======== Provided records

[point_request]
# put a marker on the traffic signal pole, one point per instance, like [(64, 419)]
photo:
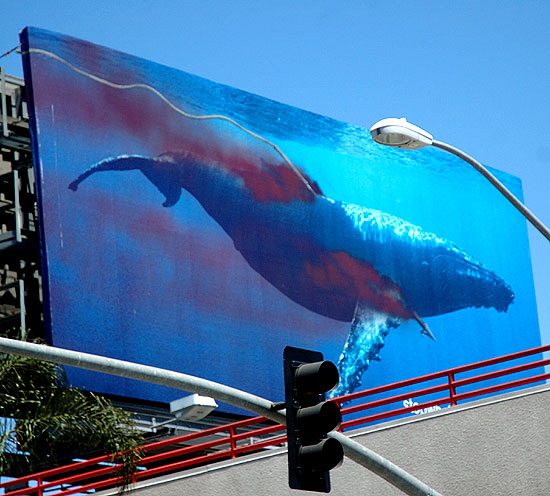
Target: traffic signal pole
[(261, 406)]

================

Problem requirements:
Print these lines again word for word, leaving out the picture.

Task result:
[point_request]
# put a marker on the traffic signal pole, one point per instance, like [(64, 419)]
photo:
Target: traffic signal pole
[(261, 406)]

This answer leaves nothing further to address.